** START OF INFORMATION SHOWN **

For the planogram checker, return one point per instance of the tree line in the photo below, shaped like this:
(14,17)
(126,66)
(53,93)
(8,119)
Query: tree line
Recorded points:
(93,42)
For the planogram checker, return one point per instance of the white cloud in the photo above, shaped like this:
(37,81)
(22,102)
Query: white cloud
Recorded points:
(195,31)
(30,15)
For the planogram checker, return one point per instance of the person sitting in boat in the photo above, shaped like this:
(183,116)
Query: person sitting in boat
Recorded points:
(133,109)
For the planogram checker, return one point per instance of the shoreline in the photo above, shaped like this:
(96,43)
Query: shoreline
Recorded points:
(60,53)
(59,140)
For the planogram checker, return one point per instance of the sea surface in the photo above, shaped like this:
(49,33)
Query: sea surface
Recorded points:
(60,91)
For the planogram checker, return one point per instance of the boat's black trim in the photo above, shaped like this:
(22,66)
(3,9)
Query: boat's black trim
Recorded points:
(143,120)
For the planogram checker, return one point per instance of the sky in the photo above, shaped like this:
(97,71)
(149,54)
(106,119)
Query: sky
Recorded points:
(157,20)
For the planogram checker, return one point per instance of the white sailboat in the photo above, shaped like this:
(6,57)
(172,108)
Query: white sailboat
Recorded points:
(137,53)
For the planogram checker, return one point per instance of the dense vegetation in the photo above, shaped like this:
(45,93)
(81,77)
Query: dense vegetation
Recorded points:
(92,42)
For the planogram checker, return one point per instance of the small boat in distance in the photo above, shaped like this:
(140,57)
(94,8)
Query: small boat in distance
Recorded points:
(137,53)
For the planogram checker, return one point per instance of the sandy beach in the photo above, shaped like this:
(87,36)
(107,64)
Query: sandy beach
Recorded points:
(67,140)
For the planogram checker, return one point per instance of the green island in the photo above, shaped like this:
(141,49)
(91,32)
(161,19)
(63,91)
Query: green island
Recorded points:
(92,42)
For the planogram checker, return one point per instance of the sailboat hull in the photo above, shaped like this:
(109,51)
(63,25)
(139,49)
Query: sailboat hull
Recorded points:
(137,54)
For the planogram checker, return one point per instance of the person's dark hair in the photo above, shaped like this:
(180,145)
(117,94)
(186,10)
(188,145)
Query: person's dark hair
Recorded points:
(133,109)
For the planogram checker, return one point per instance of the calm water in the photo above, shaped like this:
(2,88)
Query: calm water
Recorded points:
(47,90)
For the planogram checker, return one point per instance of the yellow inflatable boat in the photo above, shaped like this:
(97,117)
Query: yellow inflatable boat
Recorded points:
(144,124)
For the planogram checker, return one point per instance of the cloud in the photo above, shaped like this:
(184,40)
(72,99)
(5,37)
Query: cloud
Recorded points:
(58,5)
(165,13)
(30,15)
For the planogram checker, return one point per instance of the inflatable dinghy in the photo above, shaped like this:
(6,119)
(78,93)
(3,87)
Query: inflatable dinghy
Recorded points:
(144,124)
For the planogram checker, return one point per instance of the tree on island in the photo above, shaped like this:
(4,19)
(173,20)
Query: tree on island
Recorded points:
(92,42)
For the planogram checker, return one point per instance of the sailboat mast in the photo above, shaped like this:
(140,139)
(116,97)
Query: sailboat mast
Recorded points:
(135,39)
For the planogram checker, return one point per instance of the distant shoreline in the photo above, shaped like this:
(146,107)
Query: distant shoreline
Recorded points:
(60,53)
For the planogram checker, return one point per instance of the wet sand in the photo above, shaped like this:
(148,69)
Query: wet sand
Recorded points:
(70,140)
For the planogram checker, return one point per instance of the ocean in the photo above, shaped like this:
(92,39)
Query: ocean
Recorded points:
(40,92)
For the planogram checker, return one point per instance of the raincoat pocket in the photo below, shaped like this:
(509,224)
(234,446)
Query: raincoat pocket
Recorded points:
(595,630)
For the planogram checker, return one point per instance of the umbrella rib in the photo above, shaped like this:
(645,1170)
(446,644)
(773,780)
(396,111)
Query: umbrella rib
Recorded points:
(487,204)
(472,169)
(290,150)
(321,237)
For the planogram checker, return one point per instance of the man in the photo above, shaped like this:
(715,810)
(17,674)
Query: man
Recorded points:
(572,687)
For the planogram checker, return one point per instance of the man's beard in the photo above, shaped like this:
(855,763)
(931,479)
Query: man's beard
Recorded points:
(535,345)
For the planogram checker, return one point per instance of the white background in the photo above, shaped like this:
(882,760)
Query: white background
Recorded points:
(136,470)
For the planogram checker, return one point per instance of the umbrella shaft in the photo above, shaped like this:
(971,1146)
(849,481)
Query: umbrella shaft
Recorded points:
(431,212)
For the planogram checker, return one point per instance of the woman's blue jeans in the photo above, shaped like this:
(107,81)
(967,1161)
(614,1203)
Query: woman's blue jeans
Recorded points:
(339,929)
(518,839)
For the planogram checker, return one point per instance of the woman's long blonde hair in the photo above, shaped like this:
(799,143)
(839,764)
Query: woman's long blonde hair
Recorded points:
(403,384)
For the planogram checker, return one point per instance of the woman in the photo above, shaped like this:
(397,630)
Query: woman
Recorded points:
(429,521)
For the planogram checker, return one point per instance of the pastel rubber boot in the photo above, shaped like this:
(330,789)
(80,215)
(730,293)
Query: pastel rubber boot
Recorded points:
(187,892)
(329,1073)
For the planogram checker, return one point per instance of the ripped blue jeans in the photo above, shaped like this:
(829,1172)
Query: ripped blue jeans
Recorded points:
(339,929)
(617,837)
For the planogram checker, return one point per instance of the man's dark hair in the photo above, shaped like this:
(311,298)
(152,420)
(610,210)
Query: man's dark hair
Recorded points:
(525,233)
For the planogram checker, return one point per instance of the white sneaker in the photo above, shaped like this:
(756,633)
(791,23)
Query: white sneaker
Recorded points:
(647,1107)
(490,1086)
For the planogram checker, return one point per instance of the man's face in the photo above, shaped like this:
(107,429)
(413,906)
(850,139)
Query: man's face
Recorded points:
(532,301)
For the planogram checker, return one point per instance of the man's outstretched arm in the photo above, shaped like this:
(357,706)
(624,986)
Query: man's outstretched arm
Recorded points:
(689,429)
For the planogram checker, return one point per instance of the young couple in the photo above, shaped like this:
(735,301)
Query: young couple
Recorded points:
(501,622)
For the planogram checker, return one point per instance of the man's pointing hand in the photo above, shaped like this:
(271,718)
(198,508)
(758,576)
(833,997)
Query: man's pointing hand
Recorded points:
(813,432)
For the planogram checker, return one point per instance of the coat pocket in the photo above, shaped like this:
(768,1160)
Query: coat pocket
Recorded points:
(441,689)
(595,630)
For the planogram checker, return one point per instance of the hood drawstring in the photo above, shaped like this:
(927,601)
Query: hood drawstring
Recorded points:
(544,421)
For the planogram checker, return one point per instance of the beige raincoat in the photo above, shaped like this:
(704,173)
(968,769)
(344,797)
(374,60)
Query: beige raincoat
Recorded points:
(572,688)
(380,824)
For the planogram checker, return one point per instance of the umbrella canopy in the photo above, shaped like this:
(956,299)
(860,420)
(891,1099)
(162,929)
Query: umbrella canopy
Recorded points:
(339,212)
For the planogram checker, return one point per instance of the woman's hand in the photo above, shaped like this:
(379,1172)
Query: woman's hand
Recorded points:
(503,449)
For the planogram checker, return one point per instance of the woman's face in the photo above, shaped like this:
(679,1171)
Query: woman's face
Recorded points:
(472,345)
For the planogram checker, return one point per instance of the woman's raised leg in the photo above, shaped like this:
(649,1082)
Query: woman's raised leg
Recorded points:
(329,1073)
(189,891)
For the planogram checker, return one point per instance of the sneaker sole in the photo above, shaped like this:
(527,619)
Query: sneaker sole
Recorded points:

** END OF INFORMATION SHOWN **

[GOAL] In the records above, locate the line that contains "the umbrella canopy". Repeat it and every line after it, exactly, and nothing else.

[SOLUTION TO THE PROBLEM]
For the planogram checker, return one point per instance of the umbrella canopy in the photo above, shaped like this:
(956,299)
(860,420)
(891,1099)
(162,929)
Query: umbrella canopy
Recorded points:
(339,212)
For the planogram checker, return one point per instance of the woman's hand in the photo above, shaped like this:
(379,1172)
Query: woman's hand
Recorded points:
(503,449)
For the planogram checker, return one point per instance of the woman's face in the photo above, shaped like this:
(679,1171)
Query: woman's face
Recorded points:
(472,345)
For the planogram checker, return one point per instance of the woman's raised leg in the photo above, shaped like this:
(649,1082)
Query: woman's raised leg
Recorded points:
(329,1073)
(189,891)
For the planogram checker, return one point per instance of the sneaker sole in the photo above, shaped like this:
(527,619)
Query: sneaker sole
Recorded points:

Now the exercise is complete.